STUDY TEXT:
┌──

Abstract

Cellular automata (CA) paradigm has been successfully applied to solve the topology and sizing optimization problems of truss structures and continuum bodies. In a conventional uniform Cellular Automata (CA) model, a unit cell's behavior is updated based on information from its eight immediate neighboring nodes (in 2D configuration). However, this neighborhood system may not always be suitable for representing real truss structures. To address this limitation, a non-uniform CA approach has been proposed in this research study for the optimization of truss structures.
The proposed non-uniform CA approach is based on non-identical cells, each of which is defined by a center node and members connecting the center node of the cell to all other nodes in its immediate neighborhood. This differs from the Moore neighborhood concept used in the conventional uniform CA approach, which only considers the eight immediate neighboring nodes. It has been shown that the proposed non-uniform CA approach provides a more realistic representation of truss structures and improves the optimization process.

└──

Stored items
┌──

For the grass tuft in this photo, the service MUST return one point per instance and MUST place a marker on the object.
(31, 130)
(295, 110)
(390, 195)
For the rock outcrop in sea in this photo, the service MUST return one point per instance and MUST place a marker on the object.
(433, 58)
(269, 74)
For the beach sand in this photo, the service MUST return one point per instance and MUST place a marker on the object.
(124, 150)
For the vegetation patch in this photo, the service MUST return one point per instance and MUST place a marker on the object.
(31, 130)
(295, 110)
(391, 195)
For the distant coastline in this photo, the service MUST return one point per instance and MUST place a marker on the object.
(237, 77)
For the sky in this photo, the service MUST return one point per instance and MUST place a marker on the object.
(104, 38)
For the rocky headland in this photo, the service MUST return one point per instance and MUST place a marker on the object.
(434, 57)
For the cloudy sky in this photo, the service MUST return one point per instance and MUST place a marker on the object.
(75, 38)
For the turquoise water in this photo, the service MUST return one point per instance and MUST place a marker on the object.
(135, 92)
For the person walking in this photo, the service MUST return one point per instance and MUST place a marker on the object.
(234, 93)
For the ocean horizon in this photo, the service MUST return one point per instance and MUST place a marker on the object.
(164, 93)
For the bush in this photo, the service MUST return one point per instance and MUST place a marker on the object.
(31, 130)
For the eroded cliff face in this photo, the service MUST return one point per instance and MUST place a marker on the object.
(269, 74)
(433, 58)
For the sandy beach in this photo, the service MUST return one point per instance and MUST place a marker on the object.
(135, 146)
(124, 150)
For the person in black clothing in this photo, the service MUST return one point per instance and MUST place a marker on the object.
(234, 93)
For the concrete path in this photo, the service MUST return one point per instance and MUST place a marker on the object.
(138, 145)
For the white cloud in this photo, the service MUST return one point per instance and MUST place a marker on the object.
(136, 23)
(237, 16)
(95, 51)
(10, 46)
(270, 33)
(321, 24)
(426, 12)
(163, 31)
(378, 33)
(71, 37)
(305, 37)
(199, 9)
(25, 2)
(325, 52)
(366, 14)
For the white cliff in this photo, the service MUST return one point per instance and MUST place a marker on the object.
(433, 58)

└──

EXERCISE A: Decide whether each statement below agrees with the truss optimization abstract, and support each yes or no with the deciding words quoted from it. (i) In the conventional uniform model in a 2D configuration, a unit cell is updated using information from eight immediate neighboring nodes. (ii) The proposed approach is built on identical cells. (iii) The proposed approach adopts the Moore neighborhood concept.
EXERCISE B: Write what comes next in the truss optimization abstract, starting after its final sentence.

TASK RESPONSE A:
(i) Yes: "a unit cell's behavior is updated based on information from its eight immediate neighboring nodes (in 2D configuration)"
(ii) No: "The proposed non-uniform CA approach is based on non-identical cells"
(iii) No: "This differs from the Moore neighborhood concept used in the conventional uniform CA approach"

TASK RESPONSE B:
Moreover, conventional CAs rely on a fixed grid, thus with respect to design optimization of discrete structures, they can only be used for sizing and topology of the structure while the layout optimization cannot be conducted as the coordinates of the nodes remain unchanged throughout the optimization process. In this research study, a novel non-uniform CA design optimization algorithm has been formulated to solve the general problem of topology, sizing and layout optimization of truss structures subject to both stress and displacement constraints. Several benchmark case studies have been provided to demonstrate the efficiency and accuracy of the proposed design optimization methodology.